» Exercise
Give back exactly the lines from the start of the entries below to the line holding "car, one line per instance", that line included, and leave every picture out.

» Records to process
Start of Block
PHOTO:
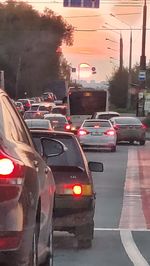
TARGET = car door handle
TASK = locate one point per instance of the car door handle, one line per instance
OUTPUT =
(36, 163)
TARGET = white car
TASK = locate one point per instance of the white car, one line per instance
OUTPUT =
(96, 134)
(59, 122)
(105, 115)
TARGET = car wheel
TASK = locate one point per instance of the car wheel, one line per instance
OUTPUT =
(113, 149)
(131, 142)
(34, 252)
(142, 142)
(49, 258)
(84, 234)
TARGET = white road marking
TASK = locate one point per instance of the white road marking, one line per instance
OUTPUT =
(132, 215)
(120, 229)
(131, 249)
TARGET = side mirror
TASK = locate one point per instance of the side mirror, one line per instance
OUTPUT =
(52, 147)
(96, 166)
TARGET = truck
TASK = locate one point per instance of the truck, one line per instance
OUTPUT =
(83, 103)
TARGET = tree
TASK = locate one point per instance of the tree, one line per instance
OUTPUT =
(118, 87)
(28, 44)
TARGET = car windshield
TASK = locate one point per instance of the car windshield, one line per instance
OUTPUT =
(57, 120)
(34, 107)
(96, 124)
(128, 121)
(38, 123)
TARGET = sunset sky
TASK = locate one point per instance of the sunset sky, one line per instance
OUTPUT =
(91, 47)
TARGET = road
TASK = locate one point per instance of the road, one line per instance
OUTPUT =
(122, 218)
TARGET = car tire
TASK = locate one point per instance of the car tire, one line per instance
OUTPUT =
(142, 142)
(113, 149)
(84, 234)
(49, 259)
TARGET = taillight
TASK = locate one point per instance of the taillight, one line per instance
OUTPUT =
(67, 127)
(116, 127)
(74, 189)
(77, 190)
(82, 132)
(110, 132)
(11, 170)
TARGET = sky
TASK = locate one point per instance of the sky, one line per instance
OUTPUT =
(91, 47)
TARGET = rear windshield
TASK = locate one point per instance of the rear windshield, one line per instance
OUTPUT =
(29, 115)
(128, 121)
(59, 111)
(34, 107)
(57, 120)
(71, 157)
(106, 116)
(96, 123)
(38, 123)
End of Block
» Expected answer
PHOTO:
TARGET = car door handle
TASK = locate one point per instance of the car door handle, one line per instance
OUTPUT =
(36, 163)
TARGET = white car
TASK = locate one point per instance of the white car, one line per instance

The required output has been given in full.